Object position labeling entries
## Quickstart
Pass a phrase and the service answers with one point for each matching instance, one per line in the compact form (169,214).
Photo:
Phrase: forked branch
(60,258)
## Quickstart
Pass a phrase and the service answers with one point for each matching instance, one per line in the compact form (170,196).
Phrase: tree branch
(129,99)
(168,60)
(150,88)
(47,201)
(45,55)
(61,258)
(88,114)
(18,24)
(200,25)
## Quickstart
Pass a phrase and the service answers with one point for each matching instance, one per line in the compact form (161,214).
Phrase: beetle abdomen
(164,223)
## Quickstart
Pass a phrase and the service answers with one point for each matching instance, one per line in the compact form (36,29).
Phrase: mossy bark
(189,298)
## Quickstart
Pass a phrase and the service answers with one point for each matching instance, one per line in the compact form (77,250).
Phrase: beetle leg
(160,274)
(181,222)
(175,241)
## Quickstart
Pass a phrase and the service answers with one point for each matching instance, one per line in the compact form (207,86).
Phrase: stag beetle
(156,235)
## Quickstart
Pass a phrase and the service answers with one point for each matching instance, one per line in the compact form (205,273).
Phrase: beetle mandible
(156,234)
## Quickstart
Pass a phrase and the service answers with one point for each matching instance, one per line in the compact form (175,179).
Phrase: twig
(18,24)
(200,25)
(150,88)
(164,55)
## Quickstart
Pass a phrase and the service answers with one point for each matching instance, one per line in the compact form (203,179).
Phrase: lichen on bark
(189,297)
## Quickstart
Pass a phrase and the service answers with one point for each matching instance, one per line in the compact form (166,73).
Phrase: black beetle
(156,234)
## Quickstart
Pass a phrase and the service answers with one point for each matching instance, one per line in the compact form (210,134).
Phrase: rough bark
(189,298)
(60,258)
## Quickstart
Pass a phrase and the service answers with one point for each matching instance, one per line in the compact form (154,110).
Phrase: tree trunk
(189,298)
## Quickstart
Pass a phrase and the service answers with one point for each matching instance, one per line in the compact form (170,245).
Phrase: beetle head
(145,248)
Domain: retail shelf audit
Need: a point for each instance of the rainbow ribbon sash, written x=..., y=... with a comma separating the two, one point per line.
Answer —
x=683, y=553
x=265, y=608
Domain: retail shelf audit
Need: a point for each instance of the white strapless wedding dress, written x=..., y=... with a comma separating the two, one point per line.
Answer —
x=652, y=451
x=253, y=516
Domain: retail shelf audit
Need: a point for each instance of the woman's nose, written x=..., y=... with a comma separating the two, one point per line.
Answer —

YOUR GOAL: Without leaving anything out, give the entries again exactly.

EXERCISE RESPONSE:
## Quickstart
Pass a phrase and the service answers with one point for each matching instance, one per line in the compact form (169,214).
Photo:
Phrase: forked branch
(60,258)
## Quickstart
Pass a phrase and the service answers with one point for each matching instance, one per line in the compact form (170,196).
Phrase: tree branch
(129,99)
(168,60)
(150,88)
(47,201)
(45,55)
(61,258)
(88,114)
(18,24)
(200,25)
## Quickstart
Pass a phrase and the service answers with one point for each matching instance, one per line in the compact form (161,214).
Phrase: beetle abdomen
(164,223)
## Quickstart
Pass a phrase and the service answers with one point for each matching instance, one per line in the compact form (36,29).
Phrase: mossy bark
(189,298)
## Quickstart
Pass a phrase and the service answers with one point for each matching instance, one per line in the compact form (77,250).
Phrase: beetle leg
(160,274)
(181,222)
(175,241)
## Quickstart
Pass a phrase and the service answers with one point for each matching instance, one per line in the compact form (207,86).
Phrase: stag beetle
(156,235)
## Quickstart
Pass a phrase and the service answers with one point for each matching instance, one per line in the compact form (205,273).
Phrase: beetle mandible
(156,234)
## Quickstart
Pass a phrase and the service answers with one point for each matching instance, one per line in the compact form (175,179).
Phrase: twig
(18,24)
(200,25)
(150,88)
(164,55)
## Quickstart
Pass a phrase and the service answers with one point for each matching instance, one per line in the compact form (203,179).
Phrase: lichen on bark
(189,297)
## Quickstart
Pass a phrase and the service answers with one point for each matching instance, one per line in the compact form (166,73).
Phrase: black beetle
(156,234)
## Quickstart
Pass a phrase and the service answers with one point for each matching instance, one per line in the compact form (210,134).
Phrase: rough bark
(189,298)
(60,258)
## Quickstart
Pass a phrase and the service answers with one point for each matching instance, one per line in the compact form (154,110).
Phrase: tree trunk
(189,298)
## Quickstart
Pass a phrase and the service answers with one point for each matching instance, one per line in the compact form (170,245).
Phrase: beetle head
(145,248)
Domain: retail shelf audit
Need: a point for each instance of the rainbow ribbon sash, written x=..., y=... with a comma separating the two, one point per line.
Answer —
x=683, y=553
x=265, y=608
Domain: retail shelf audit
Need: a point for each instance of the white strapless wedding dress, written x=..., y=... with a comma separating the two, one point per line.
Answer —
x=652, y=451
x=253, y=516
Domain: retail shelf audit
Need: a point for each instance of the woman's nose, written x=..., y=... with a comma separating the two, one point per line.
Answer —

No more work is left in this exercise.